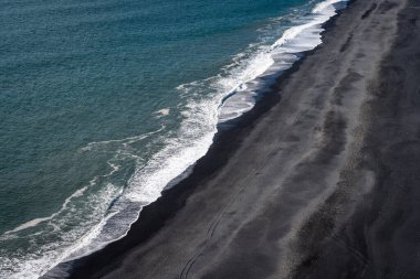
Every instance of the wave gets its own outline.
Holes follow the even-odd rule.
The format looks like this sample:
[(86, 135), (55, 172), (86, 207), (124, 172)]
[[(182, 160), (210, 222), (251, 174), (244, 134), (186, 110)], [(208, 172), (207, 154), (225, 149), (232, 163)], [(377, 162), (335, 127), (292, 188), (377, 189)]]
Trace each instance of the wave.
[[(50, 229), (62, 229), (63, 225), (56, 223), (56, 217), (65, 212), (65, 218), (62, 216), (61, 219), (73, 218), (72, 210), (69, 207), (75, 208), (82, 203), (82, 206), (96, 207), (93, 211), (94, 216), (88, 224), (84, 223), (82, 217), (76, 218), (75, 222), (80, 222), (77, 225), (81, 227), (78, 230), (73, 229), (64, 240), (52, 244), (38, 255), (1, 259), (0, 262), (3, 264), (0, 267), (0, 277), (38, 278), (60, 262), (83, 257), (124, 237), (138, 218), (141, 208), (156, 201), (165, 187), (190, 170), (208, 152), (218, 125), (251, 110), (267, 84), (298, 61), (302, 52), (311, 51), (322, 43), (322, 24), (336, 14), (336, 4), (339, 2), (345, 3), (347, 0), (327, 0), (316, 6), (314, 1), (311, 2), (315, 6), (312, 11), (306, 15), (296, 17), (290, 24), (292, 26), (286, 30), (282, 26), (282, 19), (273, 19), (273, 28), (283, 28), (280, 39), (270, 41), (267, 37), (272, 34), (265, 30), (266, 37), (263, 35), (260, 43), (249, 45), (244, 52), (234, 56), (232, 63), (223, 67), (217, 76), (179, 85), (176, 90), (185, 100), (183, 120), (179, 130), (165, 138), (160, 151), (148, 160), (141, 160), (137, 154), (129, 152), (127, 147), (150, 136), (157, 137), (165, 127), (148, 135), (91, 142), (84, 147), (82, 152), (115, 144), (115, 155), (107, 162), (109, 172), (95, 176), (90, 185), (67, 197), (57, 213), (27, 222), (1, 237), (13, 237), (41, 225)], [(159, 118), (167, 116), (169, 111), (162, 109), (155, 115)], [(91, 193), (104, 178), (109, 178), (119, 170), (118, 160), (122, 158), (132, 158), (137, 162), (137, 168), (126, 186), (117, 187), (107, 183), (102, 190)], [(85, 197), (85, 202), (82, 202), (82, 198), (77, 200), (78, 197)], [(92, 227), (92, 224), (95, 225)]]

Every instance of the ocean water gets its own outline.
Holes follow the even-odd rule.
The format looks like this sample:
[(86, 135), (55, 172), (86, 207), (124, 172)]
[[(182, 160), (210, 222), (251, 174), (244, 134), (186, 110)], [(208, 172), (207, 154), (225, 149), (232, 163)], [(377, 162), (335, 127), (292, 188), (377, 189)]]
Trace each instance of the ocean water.
[(123, 237), (344, 6), (0, 1), (0, 278)]

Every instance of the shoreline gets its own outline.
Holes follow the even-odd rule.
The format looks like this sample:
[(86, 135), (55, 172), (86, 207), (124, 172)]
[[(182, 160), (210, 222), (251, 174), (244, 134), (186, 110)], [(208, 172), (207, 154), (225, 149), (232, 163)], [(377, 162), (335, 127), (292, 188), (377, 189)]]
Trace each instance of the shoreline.
[[(365, 34), (356, 30), (355, 25), (353, 25), (355, 28), (353, 32), (345, 31), (345, 25), (346, 22), (351, 22), (355, 17), (369, 21), (370, 24), (374, 24), (375, 17), (392, 19), (397, 8), (401, 9), (402, 1), (391, 2), (397, 3), (397, 7), (387, 6), (386, 3), (389, 3), (389, 1), (350, 1), (349, 7), (343, 13), (346, 15), (344, 17), (345, 19), (338, 17), (342, 11), (324, 24), (326, 31), (323, 32), (323, 44), (307, 52), (304, 58), (301, 58), (287, 69), (271, 88), (272, 92), (265, 94), (251, 111), (234, 120), (233, 125), (222, 128), (217, 133), (208, 153), (196, 163), (192, 173), (176, 186), (164, 191), (156, 202), (144, 207), (127, 236), (92, 255), (73, 262), (61, 264), (59, 269), (53, 269), (52, 272), (42, 278), (64, 277), (65, 273), (62, 273), (62, 271), (65, 269), (70, 271), (70, 278), (114, 278), (117, 275), (135, 277), (136, 273), (143, 275), (143, 272), (147, 272), (145, 278), (154, 278), (157, 275), (161, 276), (161, 278), (167, 278), (175, 276), (175, 273), (178, 273), (180, 278), (187, 278), (190, 272), (196, 272), (195, 277), (198, 278), (227, 278), (225, 276), (228, 275), (230, 278), (241, 278), (240, 275), (242, 275), (242, 278), (244, 278), (244, 275), (251, 275), (249, 278), (265, 278), (272, 273), (279, 275), (279, 272), (283, 277), (292, 272), (295, 278), (306, 278), (308, 275), (314, 276), (319, 272), (319, 269), (314, 269), (315, 264), (317, 261), (322, 262), (324, 258), (330, 260), (330, 257), (324, 255), (323, 258), (323, 256), (319, 256), (317, 250), (321, 248), (315, 243), (319, 240), (319, 246), (325, 245), (328, 249), (333, 249), (335, 246), (333, 245), (333, 248), (330, 248), (328, 240), (332, 233), (334, 236), (334, 234), (342, 232), (343, 221), (340, 219), (350, 219), (347, 215), (350, 216), (356, 206), (349, 201), (353, 198), (359, 201), (361, 198), (359, 193), (353, 192), (355, 190), (347, 189), (346, 191), (351, 193), (339, 194), (339, 191), (343, 191), (342, 185), (344, 183), (342, 178), (343, 170), (348, 173), (357, 172), (361, 181), (354, 180), (351, 183), (354, 184), (357, 181), (357, 183), (366, 186), (366, 189), (359, 189), (359, 191), (366, 191), (366, 193), (369, 192), (367, 189), (375, 189), (375, 182), (378, 180), (375, 174), (371, 174), (371, 172), (375, 173), (376, 171), (372, 167), (367, 168), (368, 170), (360, 171), (357, 169), (355, 171), (354, 169), (348, 169), (347, 165), (350, 159), (360, 160), (351, 157), (351, 150), (359, 148), (358, 144), (364, 146), (365, 137), (367, 137), (363, 135), (358, 138), (351, 135), (354, 130), (361, 129), (359, 120), (351, 114), (356, 109), (361, 111), (361, 107), (366, 101), (366, 95), (358, 95), (354, 90), (356, 87), (358, 92), (363, 90), (365, 94), (364, 88), (369, 85), (369, 81), (374, 76), (370, 76), (369, 81), (364, 81), (364, 77), (360, 77), (363, 75), (353, 73), (360, 65), (366, 66), (366, 62), (351, 56), (354, 55), (351, 51), (356, 49), (354, 44), (355, 37), (363, 37)], [(376, 4), (375, 7), (374, 3)], [(351, 10), (348, 11), (349, 9)], [(379, 11), (386, 15), (380, 15)], [(337, 21), (340, 21), (338, 26), (336, 25)], [(337, 39), (336, 36), (340, 31), (347, 33)], [(374, 31), (368, 30), (368, 32)], [(388, 30), (384, 32), (391, 34), (392, 25), (389, 24)], [(374, 32), (374, 35), (378, 34)], [(390, 47), (391, 41), (386, 40), (384, 43)], [(333, 52), (334, 54), (332, 54), (332, 56), (336, 55), (337, 57), (330, 58), (326, 56), (329, 51), (327, 47), (332, 47), (333, 51), (337, 50), (336, 53)], [(369, 52), (371, 50), (366, 49), (365, 51)], [(375, 62), (374, 64), (381, 62), (384, 55), (384, 53), (374, 55), (375, 57), (371, 58)], [(316, 62), (324, 61), (325, 57), (330, 58), (332, 62), (334, 62), (334, 58), (339, 60), (344, 64), (342, 66), (343, 71), (337, 72), (338, 79), (343, 74), (343, 78), (339, 79), (342, 84), (333, 85), (336, 90), (332, 92), (330, 95), (322, 92), (329, 88), (324, 87), (323, 89), (323, 86), (330, 85), (330, 81), (324, 77), (326, 84), (318, 84), (319, 87), (315, 86), (314, 89), (315, 92), (319, 90), (318, 97), (308, 99), (303, 93), (296, 94), (297, 96), (291, 95), (290, 92), (303, 88), (295, 85), (297, 84), (296, 79), (302, 78), (305, 73), (311, 75), (311, 69), (316, 68), (314, 66)], [(307, 62), (308, 60), (311, 62)], [(304, 68), (298, 71), (301, 66), (304, 66)], [(327, 75), (328, 71), (329, 73), (334, 72), (330, 68), (325, 68), (325, 71), (324, 75)], [(375, 67), (374, 71), (376, 71)], [(369, 71), (366, 73), (370, 74)], [(319, 75), (322, 76), (318, 73), (318, 77)], [(312, 76), (306, 77), (308, 79), (304, 81), (306, 85), (313, 82), (309, 81), (311, 78)], [(314, 78), (314, 83), (318, 82), (316, 76)], [(359, 84), (361, 83), (360, 81), (364, 82), (361, 85)], [(350, 96), (343, 96), (344, 94), (350, 94)], [(302, 101), (296, 103), (296, 100)], [(304, 105), (301, 107), (301, 104)], [(304, 107), (306, 105), (307, 107)], [(330, 107), (334, 107), (334, 109), (330, 109)], [(349, 112), (347, 107), (353, 107), (355, 110)], [(293, 114), (300, 110), (302, 110), (302, 114), (297, 118), (293, 118)], [(317, 111), (322, 115), (316, 115), (315, 112)], [(280, 124), (276, 124), (276, 119), (280, 119)], [(291, 120), (296, 122), (291, 125)], [(314, 124), (316, 126), (313, 126)], [(288, 131), (287, 125), (291, 131)], [(279, 139), (281, 142), (273, 141), (273, 135), (275, 133), (272, 131), (266, 132), (267, 127), (284, 129), (282, 130), (284, 136), (280, 135)], [(316, 135), (308, 135), (307, 131)], [(265, 136), (265, 133), (270, 135)], [(304, 135), (306, 135), (307, 139), (303, 138)], [(321, 140), (317, 137), (321, 137)], [(255, 140), (261, 140), (261, 143)], [(250, 151), (246, 152), (244, 149), (250, 149)], [(309, 158), (307, 159), (308, 161), (305, 161), (306, 158)], [(318, 170), (319, 173), (317, 174), (318, 167), (322, 167), (322, 170)], [(239, 173), (233, 173), (233, 170)], [(282, 173), (283, 176), (288, 176), (284, 180), (276, 172)], [(251, 176), (246, 178), (245, 181), (252, 181), (251, 185), (255, 184), (258, 187), (243, 186), (244, 181), (241, 175), (243, 176), (246, 173)], [(321, 194), (314, 193), (314, 190), (308, 187), (307, 179), (311, 179), (311, 183), (313, 183), (311, 186), (314, 186)], [(232, 189), (216, 186), (220, 185), (220, 182), (231, 185)], [(291, 182), (293, 182), (293, 189), (291, 187)], [(280, 183), (281, 187), (276, 186), (276, 183)], [(350, 182), (347, 181), (346, 183)], [(301, 187), (298, 191), (296, 185)], [(223, 195), (227, 195), (227, 197)], [(284, 205), (282, 204), (280, 208), (276, 207), (279, 205), (273, 205), (272, 198), (274, 196), (279, 198), (274, 201), (283, 201)], [(339, 196), (337, 201), (340, 202), (340, 205), (337, 205), (337, 201), (334, 198), (332, 201), (332, 196)], [(295, 204), (287, 204), (291, 198)], [(250, 205), (255, 208), (248, 208)], [(343, 207), (340, 211), (344, 213), (332, 212), (332, 208), (336, 208), (336, 206)], [(199, 210), (202, 210), (202, 212), (197, 212)], [(296, 215), (295, 212), (291, 211), (296, 211), (298, 214)], [(261, 215), (262, 212), (265, 214)], [(197, 214), (198, 216), (191, 217), (191, 214)], [(223, 215), (227, 224), (219, 224), (222, 222), (221, 217), (218, 217), (221, 216), (220, 214)], [(324, 217), (327, 216), (327, 218), (319, 217), (319, 214)], [(208, 223), (207, 219), (212, 219), (214, 216), (217, 223)], [(266, 222), (272, 223), (270, 219), (273, 218), (282, 218), (285, 224), (276, 225), (275, 228), (272, 228)], [(201, 225), (200, 222), (202, 222)], [(180, 224), (186, 225), (181, 227)], [(201, 232), (201, 227), (204, 229), (208, 224), (210, 224), (210, 230), (207, 233)], [(250, 224), (253, 225), (251, 226)], [(323, 226), (328, 229), (325, 232)], [(219, 229), (218, 233), (214, 232), (216, 227)], [(314, 235), (315, 228), (321, 229), (321, 233)], [(206, 234), (209, 234), (209, 232), (211, 235), (210, 238), (207, 238)], [(261, 235), (261, 232), (265, 232), (264, 234), (267, 237), (264, 238), (263, 244), (252, 237), (255, 233)], [(175, 234), (175, 236), (171, 234)], [(217, 236), (213, 236), (214, 234)], [(276, 236), (274, 237), (273, 235)], [(169, 239), (169, 236), (172, 239)], [(274, 243), (273, 237), (276, 239)], [(176, 242), (180, 242), (180, 244), (177, 245)], [(261, 247), (266, 249), (265, 243), (274, 245), (275, 248), (271, 253), (260, 250)], [(284, 246), (285, 243), (287, 244), (286, 246)], [(252, 251), (253, 255), (249, 255), (251, 251), (239, 247), (238, 245), (240, 244), (256, 245)], [(190, 255), (191, 249), (192, 254), (196, 255), (193, 257)], [(195, 253), (196, 249), (197, 253)], [(227, 256), (220, 256), (219, 250), (228, 250)], [(168, 253), (168, 256), (162, 251)], [(150, 265), (150, 262), (155, 262), (157, 266), (154, 266), (150, 270), (137, 267), (134, 262), (140, 261), (139, 255), (143, 255), (140, 258), (145, 260), (145, 262), (140, 262), (143, 267)], [(214, 255), (219, 255), (221, 258), (219, 259)], [(174, 259), (174, 256), (178, 256), (179, 259)], [(258, 266), (252, 270), (241, 267), (239, 262), (249, 262), (243, 257), (254, 259)], [(214, 260), (214, 258), (217, 259)], [(198, 259), (200, 259), (201, 264), (196, 262)], [(204, 259), (209, 259), (211, 264), (202, 264), (206, 261)], [(280, 271), (273, 268), (273, 266), (279, 266), (274, 261), (283, 262)], [(187, 264), (182, 268), (179, 262)], [(171, 268), (176, 270), (171, 270)], [(248, 273), (241, 273), (244, 272), (242, 269), (246, 269)], [(129, 273), (132, 271), (133, 273)], [(329, 272), (330, 270), (327, 271)], [(327, 271), (323, 273), (324, 278), (333, 278), (325, 277), (328, 273)], [(125, 277), (123, 276), (123, 278)]]
[[(346, 8), (337, 10), (335, 15), (322, 24), (322, 28), (324, 29), (321, 33), (322, 40), (324, 34), (328, 32), (329, 29), (334, 28), (335, 20), (345, 12), (348, 6), (357, 0), (344, 1), (347, 1)], [(132, 224), (127, 235), (118, 240), (107, 244), (105, 247), (92, 254), (74, 260), (60, 262), (41, 278), (85, 278), (83, 273), (86, 271), (90, 272), (92, 266), (102, 266), (104, 257), (118, 257), (129, 250), (129, 247), (147, 242), (147, 239), (158, 232), (159, 228), (165, 226), (166, 221), (170, 219), (176, 215), (177, 211), (183, 207), (185, 202), (189, 195), (195, 192), (199, 181), (206, 180), (211, 176), (212, 173), (223, 168), (230, 155), (235, 152), (241, 144), (240, 138), (248, 132), (246, 130), (252, 129), (252, 126), (261, 116), (267, 112), (281, 100), (281, 95), (279, 95), (277, 92), (282, 84), (293, 73), (298, 71), (300, 65), (305, 58), (316, 52), (318, 47), (319, 45), (311, 51), (296, 53), (300, 58), (294, 62), (290, 68), (282, 69), (281, 74), (277, 74), (275, 81), (267, 86), (269, 88), (264, 88), (263, 93), (259, 95), (258, 100), (251, 110), (245, 111), (238, 118), (218, 124), (218, 132), (214, 135), (213, 143), (206, 155), (193, 164), (192, 170), (186, 170), (188, 173), (186, 178), (180, 181), (176, 178), (175, 181), (178, 182), (174, 184), (170, 182), (170, 186), (164, 189), (161, 196), (141, 210), (139, 217)], [(179, 176), (183, 176), (183, 173)], [(136, 235), (134, 236), (134, 234)]]

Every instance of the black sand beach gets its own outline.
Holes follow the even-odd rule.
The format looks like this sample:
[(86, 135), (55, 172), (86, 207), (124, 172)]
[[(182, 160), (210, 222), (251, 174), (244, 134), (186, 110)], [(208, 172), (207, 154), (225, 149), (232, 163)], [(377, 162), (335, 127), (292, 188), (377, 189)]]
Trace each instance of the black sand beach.
[(419, 18), (353, 1), (125, 238), (45, 278), (420, 278)]

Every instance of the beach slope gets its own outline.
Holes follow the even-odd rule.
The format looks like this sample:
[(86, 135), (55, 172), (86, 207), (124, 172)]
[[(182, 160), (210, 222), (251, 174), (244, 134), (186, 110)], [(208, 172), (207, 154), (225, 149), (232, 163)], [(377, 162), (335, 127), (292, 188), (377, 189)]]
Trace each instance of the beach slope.
[(418, 278), (419, 15), (419, 0), (354, 1), (72, 278)]

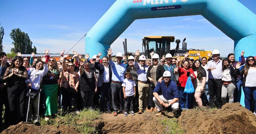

- **AIM OF THE EXERCISE**
Render the lines above as a numbered list, starting at the beginning of the lines and ending at the line that contains "224), (95, 225)]]", both included. Leave out blank lines and the pictures.

- **WRITTEN RESPONSE**
1. Every instance of the wave gets its own outline.
2. Holes follow the even-odd rule.
3. The format looks like this sample:
4. [(86, 135), (55, 172), (86, 207), (124, 172)]
5. [[(182, 160), (210, 222), (251, 174), (244, 134), (186, 110)], [(208, 172), (207, 154), (225, 149), (232, 163)], [(377, 162), (335, 127), (292, 188), (377, 189)]]
6. Trace each instance of the wave.
7. [[(50, 229), (62, 229), (63, 225), (56, 223), (56, 217), (65, 212), (65, 218), (62, 216), (61, 219), (73, 218), (72, 210), (69, 207), (75, 208), (82, 203), (82, 206), (96, 207), (93, 211), (94, 216), (88, 224), (84, 223), (82, 217), (76, 218), (75, 222), (80, 222), (77, 225), (81, 227), (78, 230), (73, 229), (64, 240), (52, 244), (38, 255), (1, 259), (0, 262), (3, 264), (0, 267), (0, 277), (38, 278), (60, 262), (83, 257), (124, 237), (138, 218), (141, 208), (156, 201), (165, 187), (190, 170), (208, 152), (218, 125), (251, 110), (267, 84), (298, 61), (302, 52), (311, 51), (322, 43), (322, 24), (336, 14), (336, 4), (339, 2), (345, 3), (347, 0), (327, 0), (316, 6), (314, 1), (311, 2), (315, 6), (312, 11), (306, 15), (296, 17), (290, 24), (292, 26), (286, 30), (282, 26), (282, 19), (273, 19), (273, 28), (283, 28), (280, 39), (270, 41), (267, 37), (272, 34), (265, 30), (266, 37), (263, 35), (260, 43), (249, 45), (244, 52), (234, 56), (232, 63), (223, 67), (217, 76), (179, 85), (176, 90), (185, 100), (183, 120), (179, 130), (165, 138), (160, 151), (148, 160), (141, 160), (137, 154), (129, 152), (127, 147), (150, 136), (157, 137), (165, 127), (148, 135), (91, 142), (84, 147), (82, 152), (115, 144), (115, 155), (107, 162), (109, 172), (95, 176), (90, 185), (67, 197), (57, 213), (27, 222), (1, 237), (13, 237), (41, 225)], [(159, 118), (167, 116), (169, 111), (162, 109), (155, 115)], [(91, 193), (104, 178), (109, 178), (119, 170), (118, 160), (122, 158), (132, 158), (137, 162), (137, 168), (126, 186), (117, 187), (107, 183), (102, 190)], [(85, 197), (85, 202), (82, 202), (82, 198), (77, 200), (78, 197)], [(92, 227), (92, 224), (95, 225)]]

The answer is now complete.